Exercise description
Restate, word for word, all of the material shown below.
+--
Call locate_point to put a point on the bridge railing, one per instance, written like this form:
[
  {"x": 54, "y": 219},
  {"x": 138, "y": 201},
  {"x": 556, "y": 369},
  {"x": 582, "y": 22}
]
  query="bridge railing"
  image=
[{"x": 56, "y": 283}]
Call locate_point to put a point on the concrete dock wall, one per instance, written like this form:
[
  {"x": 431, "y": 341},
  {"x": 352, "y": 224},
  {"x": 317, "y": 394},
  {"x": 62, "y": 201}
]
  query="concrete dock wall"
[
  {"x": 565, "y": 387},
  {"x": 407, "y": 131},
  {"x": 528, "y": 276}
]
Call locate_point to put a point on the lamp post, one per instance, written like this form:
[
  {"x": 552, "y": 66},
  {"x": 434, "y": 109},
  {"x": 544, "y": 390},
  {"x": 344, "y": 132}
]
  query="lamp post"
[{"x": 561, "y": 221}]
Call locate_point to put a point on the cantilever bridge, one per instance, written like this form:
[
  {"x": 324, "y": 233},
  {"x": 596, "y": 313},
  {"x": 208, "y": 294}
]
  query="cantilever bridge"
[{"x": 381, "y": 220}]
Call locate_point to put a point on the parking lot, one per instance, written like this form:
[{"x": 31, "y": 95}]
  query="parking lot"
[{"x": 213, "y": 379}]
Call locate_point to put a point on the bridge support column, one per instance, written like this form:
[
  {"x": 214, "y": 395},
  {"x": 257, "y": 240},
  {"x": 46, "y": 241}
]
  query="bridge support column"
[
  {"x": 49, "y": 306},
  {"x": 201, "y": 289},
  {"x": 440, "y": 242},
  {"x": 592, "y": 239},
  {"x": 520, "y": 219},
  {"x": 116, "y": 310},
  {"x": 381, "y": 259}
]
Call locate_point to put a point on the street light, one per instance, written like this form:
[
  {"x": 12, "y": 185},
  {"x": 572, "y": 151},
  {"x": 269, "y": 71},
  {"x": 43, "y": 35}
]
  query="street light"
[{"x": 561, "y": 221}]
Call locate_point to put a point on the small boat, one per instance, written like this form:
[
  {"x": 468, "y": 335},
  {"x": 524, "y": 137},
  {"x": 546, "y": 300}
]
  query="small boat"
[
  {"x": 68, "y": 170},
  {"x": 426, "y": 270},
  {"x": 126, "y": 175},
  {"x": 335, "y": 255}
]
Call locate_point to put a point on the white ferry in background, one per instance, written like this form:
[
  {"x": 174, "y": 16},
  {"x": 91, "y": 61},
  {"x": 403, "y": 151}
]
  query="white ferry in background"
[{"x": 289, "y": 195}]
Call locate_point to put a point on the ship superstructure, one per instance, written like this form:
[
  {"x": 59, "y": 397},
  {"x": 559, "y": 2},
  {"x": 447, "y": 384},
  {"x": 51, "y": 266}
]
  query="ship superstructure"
+--
The result
Call locate_point to put a point on the bridge railing, one per instance, written like this form:
[
  {"x": 54, "y": 219},
  {"x": 138, "y": 201},
  {"x": 556, "y": 369},
  {"x": 582, "y": 22}
]
  query="bridge railing"
  image=
[{"x": 56, "y": 283}]
Call locate_point to put a point on the concrete dock wall, one per instance, written like this form:
[
  {"x": 431, "y": 341},
  {"x": 352, "y": 224},
  {"x": 317, "y": 394},
  {"x": 62, "y": 201}
]
  query="concrete dock wall"
[
  {"x": 565, "y": 387},
  {"x": 407, "y": 131},
  {"x": 528, "y": 276}
]
Call locate_point to put a point on the lamp post, one per instance, written like this form:
[
  {"x": 552, "y": 66},
  {"x": 434, "y": 109},
  {"x": 544, "y": 390},
  {"x": 344, "y": 132}
]
  query="lamp post"
[{"x": 561, "y": 221}]
Call locate_point to put a point on the cantilever bridge, one per instance, written like this form:
[
  {"x": 324, "y": 233},
  {"x": 596, "y": 313},
  {"x": 208, "y": 294}
]
  query="cantilever bridge"
[{"x": 381, "y": 220}]
Call locate_point to put a point on the parking lot, one per instance, written like this form:
[{"x": 31, "y": 95}]
  query="parking lot"
[{"x": 213, "y": 379}]
Call locate_point to put a point on the bridge support column, one per instance, written like this form:
[
  {"x": 214, "y": 395},
  {"x": 257, "y": 240},
  {"x": 46, "y": 241}
]
  query="bridge support column"
[
  {"x": 49, "y": 306},
  {"x": 201, "y": 289},
  {"x": 440, "y": 242},
  {"x": 592, "y": 239},
  {"x": 520, "y": 219},
  {"x": 116, "y": 310},
  {"x": 381, "y": 259}
]
Call locate_point to put a point on the street light, one per instance, written like this form:
[
  {"x": 12, "y": 185},
  {"x": 572, "y": 151},
  {"x": 269, "y": 71},
  {"x": 43, "y": 35}
]
  query="street light"
[{"x": 561, "y": 221}]
Call locate_point to put a point on the small boat, one per instance, written like this form:
[
  {"x": 468, "y": 335},
  {"x": 524, "y": 137},
  {"x": 546, "y": 300}
]
  query="small boat"
[
  {"x": 68, "y": 170},
  {"x": 426, "y": 270},
  {"x": 126, "y": 175},
  {"x": 335, "y": 255}
]
Call locate_point to put a point on the white ferry in background, one per instance, written like this form:
[
  {"x": 174, "y": 16},
  {"x": 91, "y": 61},
  {"x": 403, "y": 151}
]
  query="white ferry in background"
[{"x": 289, "y": 195}]
Call locate_point to put a point on the ship superstructure, one per instance, written like this form:
[
  {"x": 59, "y": 397},
  {"x": 559, "y": 2},
  {"x": 447, "y": 384},
  {"x": 51, "y": 266}
]
  query="ship superstructure"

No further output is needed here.